▶ [DATA LISTING]:
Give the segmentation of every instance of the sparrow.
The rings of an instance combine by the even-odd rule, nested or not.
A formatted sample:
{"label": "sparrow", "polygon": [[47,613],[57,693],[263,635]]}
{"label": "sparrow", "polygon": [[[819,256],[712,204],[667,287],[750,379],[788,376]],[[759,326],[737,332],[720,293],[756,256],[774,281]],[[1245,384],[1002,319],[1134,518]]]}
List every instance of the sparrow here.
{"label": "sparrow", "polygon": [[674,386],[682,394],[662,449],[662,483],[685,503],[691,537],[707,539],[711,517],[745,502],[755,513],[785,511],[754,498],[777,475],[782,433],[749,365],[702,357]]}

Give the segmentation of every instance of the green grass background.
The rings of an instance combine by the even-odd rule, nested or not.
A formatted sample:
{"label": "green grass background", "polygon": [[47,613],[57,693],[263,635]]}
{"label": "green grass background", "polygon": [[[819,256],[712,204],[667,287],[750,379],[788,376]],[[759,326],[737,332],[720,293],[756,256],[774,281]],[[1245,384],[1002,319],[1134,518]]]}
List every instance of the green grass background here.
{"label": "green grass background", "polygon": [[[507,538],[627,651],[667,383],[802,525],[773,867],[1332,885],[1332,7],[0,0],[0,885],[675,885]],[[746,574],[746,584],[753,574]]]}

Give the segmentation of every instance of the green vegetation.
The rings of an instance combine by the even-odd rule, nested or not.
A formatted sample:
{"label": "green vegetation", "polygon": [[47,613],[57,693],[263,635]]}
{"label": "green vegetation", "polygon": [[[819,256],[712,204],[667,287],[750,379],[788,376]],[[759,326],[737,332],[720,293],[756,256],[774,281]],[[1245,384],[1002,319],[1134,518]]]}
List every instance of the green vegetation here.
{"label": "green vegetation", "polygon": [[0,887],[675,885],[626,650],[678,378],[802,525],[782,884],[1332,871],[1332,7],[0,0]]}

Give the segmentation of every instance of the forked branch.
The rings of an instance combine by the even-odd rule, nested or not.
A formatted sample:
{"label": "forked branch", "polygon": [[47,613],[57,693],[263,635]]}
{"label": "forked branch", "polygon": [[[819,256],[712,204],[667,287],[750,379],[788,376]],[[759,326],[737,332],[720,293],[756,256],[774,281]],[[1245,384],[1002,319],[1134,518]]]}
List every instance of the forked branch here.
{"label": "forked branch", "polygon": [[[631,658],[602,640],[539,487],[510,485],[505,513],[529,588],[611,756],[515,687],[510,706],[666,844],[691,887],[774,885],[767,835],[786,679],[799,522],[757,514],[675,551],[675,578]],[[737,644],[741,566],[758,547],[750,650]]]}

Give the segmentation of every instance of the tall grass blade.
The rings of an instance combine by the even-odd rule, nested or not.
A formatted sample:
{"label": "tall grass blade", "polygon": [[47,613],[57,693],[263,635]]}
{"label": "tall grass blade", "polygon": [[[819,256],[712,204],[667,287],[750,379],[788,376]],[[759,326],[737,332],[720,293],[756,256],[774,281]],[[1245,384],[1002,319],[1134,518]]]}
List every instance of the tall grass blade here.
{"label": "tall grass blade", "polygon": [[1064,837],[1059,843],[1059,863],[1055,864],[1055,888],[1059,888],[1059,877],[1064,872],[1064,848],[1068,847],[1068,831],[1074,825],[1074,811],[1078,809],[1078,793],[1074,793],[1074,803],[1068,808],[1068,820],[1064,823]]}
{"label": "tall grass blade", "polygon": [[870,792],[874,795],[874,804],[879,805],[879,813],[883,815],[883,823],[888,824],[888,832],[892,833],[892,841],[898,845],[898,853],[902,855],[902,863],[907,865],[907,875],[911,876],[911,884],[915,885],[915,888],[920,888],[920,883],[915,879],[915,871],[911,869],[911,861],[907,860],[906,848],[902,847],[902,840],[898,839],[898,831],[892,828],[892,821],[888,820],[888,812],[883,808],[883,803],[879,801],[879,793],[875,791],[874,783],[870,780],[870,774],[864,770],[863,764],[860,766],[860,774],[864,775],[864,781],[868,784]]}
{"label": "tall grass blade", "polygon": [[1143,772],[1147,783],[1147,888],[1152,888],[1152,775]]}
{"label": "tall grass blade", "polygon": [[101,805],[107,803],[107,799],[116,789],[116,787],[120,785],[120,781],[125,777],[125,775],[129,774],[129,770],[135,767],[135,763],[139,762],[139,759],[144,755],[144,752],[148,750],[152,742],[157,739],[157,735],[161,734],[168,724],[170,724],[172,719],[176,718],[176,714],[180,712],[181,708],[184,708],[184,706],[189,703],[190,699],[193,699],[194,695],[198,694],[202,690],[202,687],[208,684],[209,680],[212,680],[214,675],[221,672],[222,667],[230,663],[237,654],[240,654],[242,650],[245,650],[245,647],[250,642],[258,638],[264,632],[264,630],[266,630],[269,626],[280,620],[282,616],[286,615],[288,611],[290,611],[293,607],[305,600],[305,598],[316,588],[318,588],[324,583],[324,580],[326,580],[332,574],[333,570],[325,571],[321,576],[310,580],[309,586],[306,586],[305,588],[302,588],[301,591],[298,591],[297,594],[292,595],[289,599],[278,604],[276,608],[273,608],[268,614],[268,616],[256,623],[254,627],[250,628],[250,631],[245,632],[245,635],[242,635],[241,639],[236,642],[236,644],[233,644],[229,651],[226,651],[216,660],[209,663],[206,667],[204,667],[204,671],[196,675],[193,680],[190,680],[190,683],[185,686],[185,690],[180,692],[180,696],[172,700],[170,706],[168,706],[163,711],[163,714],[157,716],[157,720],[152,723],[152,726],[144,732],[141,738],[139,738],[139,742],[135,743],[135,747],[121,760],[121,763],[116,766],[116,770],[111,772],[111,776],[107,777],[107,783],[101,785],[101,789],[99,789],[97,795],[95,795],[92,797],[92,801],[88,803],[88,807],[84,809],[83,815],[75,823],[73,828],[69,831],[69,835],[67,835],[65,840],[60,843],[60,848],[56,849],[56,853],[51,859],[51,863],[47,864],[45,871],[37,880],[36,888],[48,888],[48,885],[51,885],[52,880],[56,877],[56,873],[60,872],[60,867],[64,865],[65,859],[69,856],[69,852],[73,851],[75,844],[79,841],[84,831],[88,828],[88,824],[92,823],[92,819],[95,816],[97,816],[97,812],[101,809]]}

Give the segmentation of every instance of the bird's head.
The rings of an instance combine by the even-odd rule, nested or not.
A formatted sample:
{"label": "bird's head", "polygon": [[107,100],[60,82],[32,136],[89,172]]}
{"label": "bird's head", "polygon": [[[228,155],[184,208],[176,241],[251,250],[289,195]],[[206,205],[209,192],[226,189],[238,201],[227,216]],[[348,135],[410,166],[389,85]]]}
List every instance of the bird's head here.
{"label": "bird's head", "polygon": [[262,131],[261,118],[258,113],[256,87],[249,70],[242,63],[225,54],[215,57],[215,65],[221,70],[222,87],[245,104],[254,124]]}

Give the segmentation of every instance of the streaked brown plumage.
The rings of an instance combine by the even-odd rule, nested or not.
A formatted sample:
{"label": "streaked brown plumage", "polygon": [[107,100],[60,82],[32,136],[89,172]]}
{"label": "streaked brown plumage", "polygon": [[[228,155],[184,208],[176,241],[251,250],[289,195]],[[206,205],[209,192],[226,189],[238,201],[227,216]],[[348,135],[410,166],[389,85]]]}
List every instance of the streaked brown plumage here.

▶ [EXERCISE AIM]: Copy the records, starting at the line containing "Give the segmentation of every instance of the green vegetation." and stopping after the line containing "List every instance of the green vegetation", and replace "formatted sample" with "formatted example", leaving everything else unchanged.

▶ [THE OUTPUT]:
Give the segmentation of every instance of the green vegetation.
The rings of an instance combine by the even-odd rule, nested or not.
A formatted example:
{"label": "green vegetation", "polygon": [[47,613],[57,693],[263,635]]}
{"label": "green vegetation", "polygon": [[[819,256],[712,204],[667,287],[750,379],[788,376]],[[759,326],[737,332],[720,293],[756,256],[774,281]],[[1245,384],[1002,319],[1134,518]]]}
List every instance of the green vegetation here.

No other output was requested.